Monte Carlo, Markov Chains, and Detail Balance

Introduction and Motivation

I realized while writing up my post on the Quantum Variational Monte Carlo that there was enough non-physics background information to warrant a separate post. I went back to one of those resources, Hjorth-Jensen’s notes, which a professor of mine had provided as an extra resource and, at the time, I had completely passed over.

It’s too bad that I did because a few chapters I pull from in this post give wonderfully simplistic examples of Monte Carlo simulations, Markov processes, and the motivation behind the detail balance requirement. This post is more or less my notes from those notes. These are general approaches to problems which have probabilistic features, and extend in use cases beyond physics, so it would be good to explain their use before applying them.

****

• **What to do**
A: Output the passage from the Monte Carlo introduction word for word, starting with "It’s too bad" and going on through "before applying them.".
B: Condense the paragraph of the Monte Carlo introduction that begins "It’s too bad that I did" into two shorter sentences, keeping its main facts.

• **Extracted entries**

****

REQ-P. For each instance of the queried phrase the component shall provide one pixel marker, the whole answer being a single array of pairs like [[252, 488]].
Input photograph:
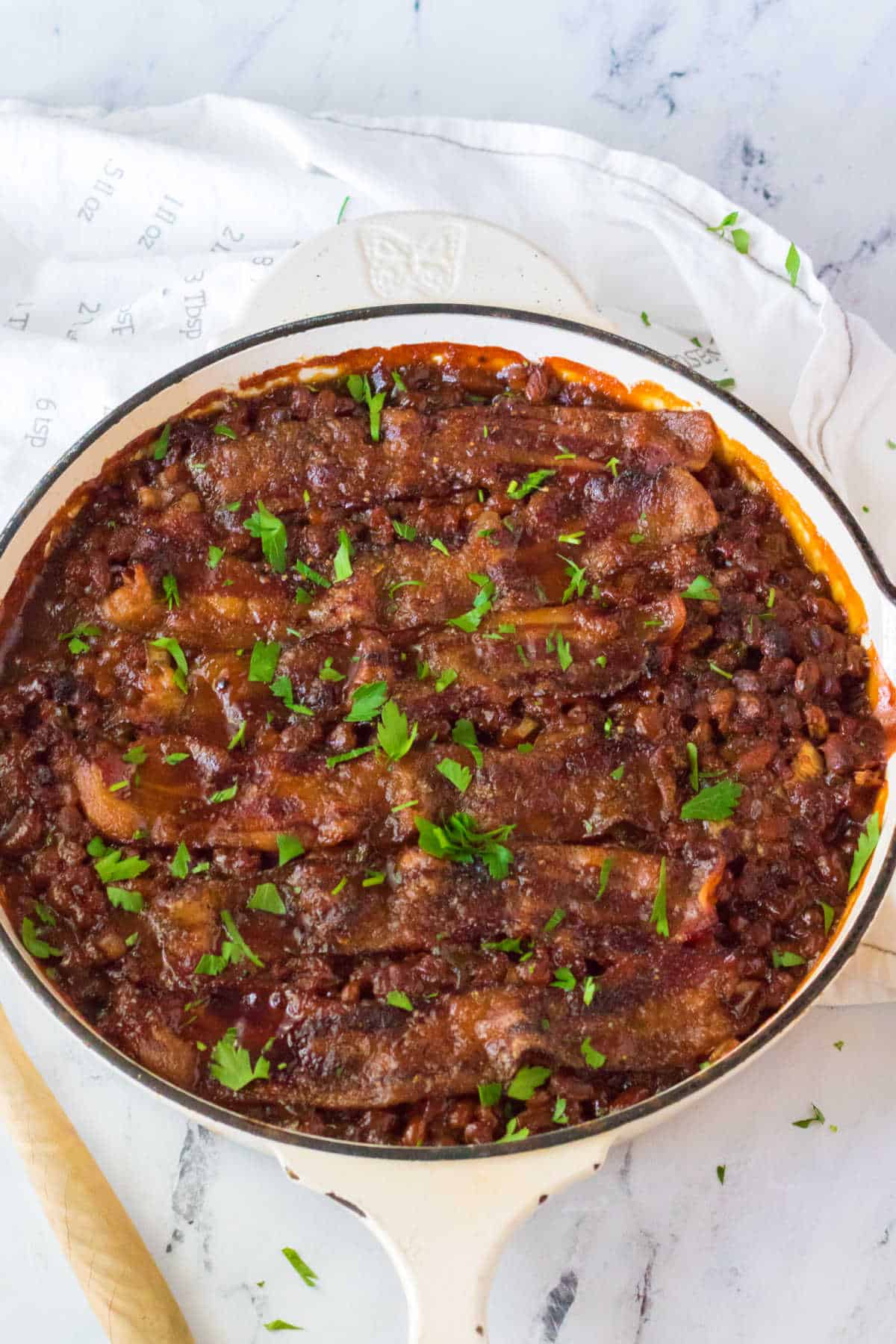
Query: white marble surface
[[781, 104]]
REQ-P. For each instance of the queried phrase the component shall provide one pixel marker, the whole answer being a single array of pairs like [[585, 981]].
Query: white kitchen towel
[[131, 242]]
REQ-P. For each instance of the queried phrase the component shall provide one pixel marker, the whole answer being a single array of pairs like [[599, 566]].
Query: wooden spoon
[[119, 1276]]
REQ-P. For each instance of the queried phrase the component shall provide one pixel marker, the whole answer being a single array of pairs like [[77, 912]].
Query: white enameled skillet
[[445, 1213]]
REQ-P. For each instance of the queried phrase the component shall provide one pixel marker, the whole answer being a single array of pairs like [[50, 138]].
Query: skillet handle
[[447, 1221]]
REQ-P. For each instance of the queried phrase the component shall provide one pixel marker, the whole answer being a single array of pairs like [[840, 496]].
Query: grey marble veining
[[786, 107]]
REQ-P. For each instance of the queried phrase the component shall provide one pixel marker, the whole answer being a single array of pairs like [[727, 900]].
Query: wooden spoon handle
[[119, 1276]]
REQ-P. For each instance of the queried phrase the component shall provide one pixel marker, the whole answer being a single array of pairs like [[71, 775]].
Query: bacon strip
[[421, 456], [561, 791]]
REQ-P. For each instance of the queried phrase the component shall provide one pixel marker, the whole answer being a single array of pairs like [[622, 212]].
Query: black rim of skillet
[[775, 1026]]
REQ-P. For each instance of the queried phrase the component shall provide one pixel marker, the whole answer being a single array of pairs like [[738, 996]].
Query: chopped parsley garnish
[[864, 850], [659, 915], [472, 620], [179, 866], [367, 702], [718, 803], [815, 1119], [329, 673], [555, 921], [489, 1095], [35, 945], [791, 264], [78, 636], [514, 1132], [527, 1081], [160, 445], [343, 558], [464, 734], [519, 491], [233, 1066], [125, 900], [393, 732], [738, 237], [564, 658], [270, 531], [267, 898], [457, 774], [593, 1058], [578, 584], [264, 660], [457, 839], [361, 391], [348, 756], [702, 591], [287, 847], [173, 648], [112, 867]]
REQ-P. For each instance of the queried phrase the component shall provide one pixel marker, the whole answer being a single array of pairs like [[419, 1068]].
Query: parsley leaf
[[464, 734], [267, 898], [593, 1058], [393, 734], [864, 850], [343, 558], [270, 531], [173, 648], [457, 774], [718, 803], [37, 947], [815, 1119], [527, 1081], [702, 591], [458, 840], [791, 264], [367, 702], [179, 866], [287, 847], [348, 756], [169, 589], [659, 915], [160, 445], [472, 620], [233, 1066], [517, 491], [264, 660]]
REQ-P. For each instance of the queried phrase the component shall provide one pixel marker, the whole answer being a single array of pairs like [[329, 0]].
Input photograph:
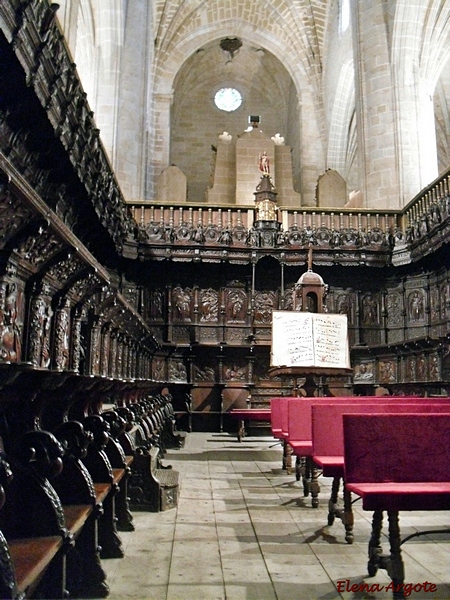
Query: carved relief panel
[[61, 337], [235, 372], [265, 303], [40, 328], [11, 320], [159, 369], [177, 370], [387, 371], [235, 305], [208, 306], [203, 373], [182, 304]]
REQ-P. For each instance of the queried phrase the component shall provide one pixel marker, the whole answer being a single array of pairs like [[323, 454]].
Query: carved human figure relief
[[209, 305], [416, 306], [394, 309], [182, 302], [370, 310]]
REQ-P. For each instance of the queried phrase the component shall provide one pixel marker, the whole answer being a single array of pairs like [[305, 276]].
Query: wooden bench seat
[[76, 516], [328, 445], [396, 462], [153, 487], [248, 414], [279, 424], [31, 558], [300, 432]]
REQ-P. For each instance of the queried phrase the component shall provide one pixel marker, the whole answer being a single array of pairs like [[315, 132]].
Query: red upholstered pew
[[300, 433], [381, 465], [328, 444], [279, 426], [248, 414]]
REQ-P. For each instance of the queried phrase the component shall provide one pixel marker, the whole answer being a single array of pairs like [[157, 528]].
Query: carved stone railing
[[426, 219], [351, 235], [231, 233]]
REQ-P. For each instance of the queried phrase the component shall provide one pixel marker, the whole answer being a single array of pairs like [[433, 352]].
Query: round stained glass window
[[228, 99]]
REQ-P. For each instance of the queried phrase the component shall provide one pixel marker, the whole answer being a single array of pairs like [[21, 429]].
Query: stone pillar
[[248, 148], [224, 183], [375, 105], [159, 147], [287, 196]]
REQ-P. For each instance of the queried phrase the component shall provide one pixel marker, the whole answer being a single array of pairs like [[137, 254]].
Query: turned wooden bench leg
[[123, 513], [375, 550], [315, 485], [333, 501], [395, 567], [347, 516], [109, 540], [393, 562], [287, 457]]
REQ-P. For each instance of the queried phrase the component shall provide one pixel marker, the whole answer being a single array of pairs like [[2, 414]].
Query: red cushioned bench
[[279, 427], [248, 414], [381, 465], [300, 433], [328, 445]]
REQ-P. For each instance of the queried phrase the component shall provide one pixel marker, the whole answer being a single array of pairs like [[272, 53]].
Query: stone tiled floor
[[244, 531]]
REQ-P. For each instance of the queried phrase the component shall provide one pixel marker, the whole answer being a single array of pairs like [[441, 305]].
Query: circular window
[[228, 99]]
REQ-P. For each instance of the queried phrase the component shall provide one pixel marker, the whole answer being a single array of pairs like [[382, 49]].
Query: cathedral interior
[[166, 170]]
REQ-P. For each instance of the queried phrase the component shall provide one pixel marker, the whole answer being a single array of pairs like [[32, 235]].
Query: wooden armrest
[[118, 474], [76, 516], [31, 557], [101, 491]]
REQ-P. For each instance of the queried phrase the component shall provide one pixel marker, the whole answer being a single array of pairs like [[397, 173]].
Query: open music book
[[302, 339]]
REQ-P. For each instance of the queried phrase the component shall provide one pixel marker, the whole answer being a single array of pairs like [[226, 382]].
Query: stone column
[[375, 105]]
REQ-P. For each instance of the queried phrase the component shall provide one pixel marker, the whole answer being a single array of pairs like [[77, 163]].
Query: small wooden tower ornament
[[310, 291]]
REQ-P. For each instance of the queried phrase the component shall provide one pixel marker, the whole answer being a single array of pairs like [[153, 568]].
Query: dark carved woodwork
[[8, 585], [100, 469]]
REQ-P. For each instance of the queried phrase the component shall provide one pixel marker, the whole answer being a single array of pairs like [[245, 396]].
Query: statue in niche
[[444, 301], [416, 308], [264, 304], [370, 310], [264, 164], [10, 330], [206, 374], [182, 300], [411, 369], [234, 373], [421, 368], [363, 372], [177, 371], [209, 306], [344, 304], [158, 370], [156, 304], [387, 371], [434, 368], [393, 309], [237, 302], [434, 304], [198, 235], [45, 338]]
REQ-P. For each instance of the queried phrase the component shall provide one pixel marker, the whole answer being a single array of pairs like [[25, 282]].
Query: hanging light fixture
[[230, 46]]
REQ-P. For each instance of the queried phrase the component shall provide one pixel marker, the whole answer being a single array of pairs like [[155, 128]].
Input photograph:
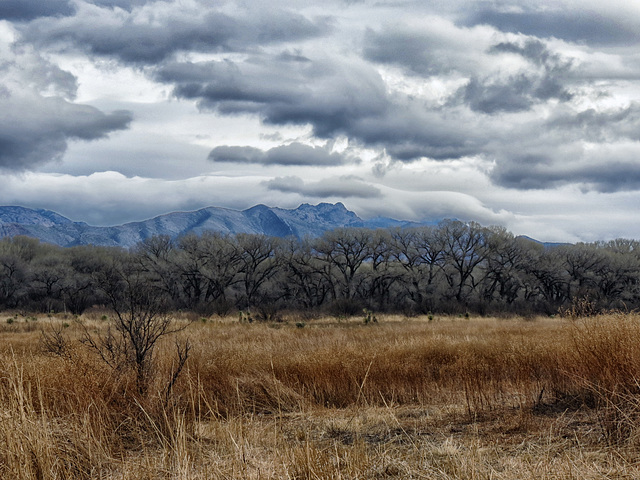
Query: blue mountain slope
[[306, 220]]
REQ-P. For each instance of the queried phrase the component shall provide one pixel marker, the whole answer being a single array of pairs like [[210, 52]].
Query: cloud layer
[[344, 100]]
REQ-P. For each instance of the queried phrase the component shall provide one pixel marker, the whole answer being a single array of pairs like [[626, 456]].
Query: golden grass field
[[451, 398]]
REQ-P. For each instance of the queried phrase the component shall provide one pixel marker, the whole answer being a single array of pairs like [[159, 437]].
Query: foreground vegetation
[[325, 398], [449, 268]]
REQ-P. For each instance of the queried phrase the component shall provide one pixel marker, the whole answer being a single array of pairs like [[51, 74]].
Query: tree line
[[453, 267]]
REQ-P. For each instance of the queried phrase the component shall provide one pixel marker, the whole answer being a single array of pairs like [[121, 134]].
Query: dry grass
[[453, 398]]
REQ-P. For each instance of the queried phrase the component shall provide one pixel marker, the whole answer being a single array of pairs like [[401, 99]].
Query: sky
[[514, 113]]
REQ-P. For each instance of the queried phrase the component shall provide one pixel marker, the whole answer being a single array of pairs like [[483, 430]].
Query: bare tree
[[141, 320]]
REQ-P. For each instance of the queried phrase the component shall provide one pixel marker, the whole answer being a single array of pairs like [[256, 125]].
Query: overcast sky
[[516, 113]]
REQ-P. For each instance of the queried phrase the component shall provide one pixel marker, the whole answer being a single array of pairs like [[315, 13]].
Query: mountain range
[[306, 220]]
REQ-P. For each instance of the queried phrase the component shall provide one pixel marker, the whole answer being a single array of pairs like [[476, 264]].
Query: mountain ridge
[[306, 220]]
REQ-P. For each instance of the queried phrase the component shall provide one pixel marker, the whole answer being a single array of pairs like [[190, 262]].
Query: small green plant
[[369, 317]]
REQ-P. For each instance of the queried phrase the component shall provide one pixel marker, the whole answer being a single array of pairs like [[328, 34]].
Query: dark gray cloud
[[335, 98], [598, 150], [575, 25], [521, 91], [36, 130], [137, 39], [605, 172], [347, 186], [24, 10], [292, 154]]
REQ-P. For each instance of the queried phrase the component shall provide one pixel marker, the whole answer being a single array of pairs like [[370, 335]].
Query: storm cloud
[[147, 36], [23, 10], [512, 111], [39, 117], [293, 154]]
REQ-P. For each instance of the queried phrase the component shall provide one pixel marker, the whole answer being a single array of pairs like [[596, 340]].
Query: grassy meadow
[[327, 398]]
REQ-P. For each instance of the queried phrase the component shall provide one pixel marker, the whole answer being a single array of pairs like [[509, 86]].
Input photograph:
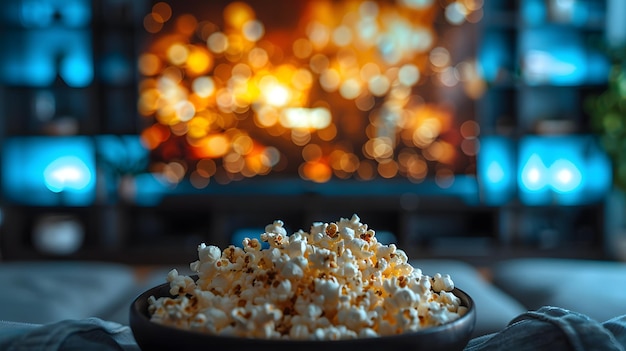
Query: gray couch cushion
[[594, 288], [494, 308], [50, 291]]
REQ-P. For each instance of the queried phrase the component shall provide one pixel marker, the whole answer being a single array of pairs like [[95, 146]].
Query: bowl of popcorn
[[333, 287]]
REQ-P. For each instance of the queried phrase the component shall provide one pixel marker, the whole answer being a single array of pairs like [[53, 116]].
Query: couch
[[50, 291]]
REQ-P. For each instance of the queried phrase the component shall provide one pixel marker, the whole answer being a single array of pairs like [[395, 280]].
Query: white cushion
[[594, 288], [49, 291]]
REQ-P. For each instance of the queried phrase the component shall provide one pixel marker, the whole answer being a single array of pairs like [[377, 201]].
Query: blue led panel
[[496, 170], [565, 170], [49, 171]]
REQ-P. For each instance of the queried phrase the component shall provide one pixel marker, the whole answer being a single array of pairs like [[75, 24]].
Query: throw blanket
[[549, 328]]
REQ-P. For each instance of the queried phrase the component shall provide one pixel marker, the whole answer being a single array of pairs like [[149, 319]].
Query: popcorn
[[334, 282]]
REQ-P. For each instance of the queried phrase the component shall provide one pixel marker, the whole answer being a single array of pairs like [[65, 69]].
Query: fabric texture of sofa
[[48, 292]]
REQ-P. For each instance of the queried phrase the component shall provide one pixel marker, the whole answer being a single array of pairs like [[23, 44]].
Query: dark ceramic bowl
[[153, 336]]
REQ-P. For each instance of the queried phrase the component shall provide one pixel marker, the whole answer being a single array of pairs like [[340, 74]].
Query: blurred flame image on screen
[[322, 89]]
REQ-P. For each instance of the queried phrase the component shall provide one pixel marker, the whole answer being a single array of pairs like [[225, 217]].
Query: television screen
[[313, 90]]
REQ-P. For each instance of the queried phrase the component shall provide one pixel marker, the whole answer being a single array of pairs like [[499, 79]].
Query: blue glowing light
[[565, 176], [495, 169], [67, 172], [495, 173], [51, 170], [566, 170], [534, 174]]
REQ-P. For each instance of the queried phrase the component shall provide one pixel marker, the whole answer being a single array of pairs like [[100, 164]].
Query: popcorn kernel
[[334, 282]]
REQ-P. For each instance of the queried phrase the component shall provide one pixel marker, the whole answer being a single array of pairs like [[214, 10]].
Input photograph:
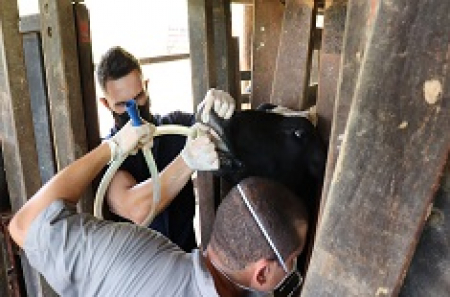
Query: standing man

****

• **Solved problems**
A:
It’s too bad that I did because a few chapters I pull from in this post give wonderfully simplistic examples of Monte Carlo simulations, Markov processes, and the motivation behind the detail balance requirement. This post is more or less my notes from those notes. These are general approaches to problems which have probabilistic features, and extend in use cases beyond physics, so it would be good to explain their use before applying them.

B: I regret passing over those notes, since a few chapters I draw on here give very simple examples of Monte Carlo simulations, Markov processes, and the motivation for the detail balance requirement, and this post is essentially my notes on them. These general approaches to probabilistic problems apply beyond physics, so they are worth explaining before being applied.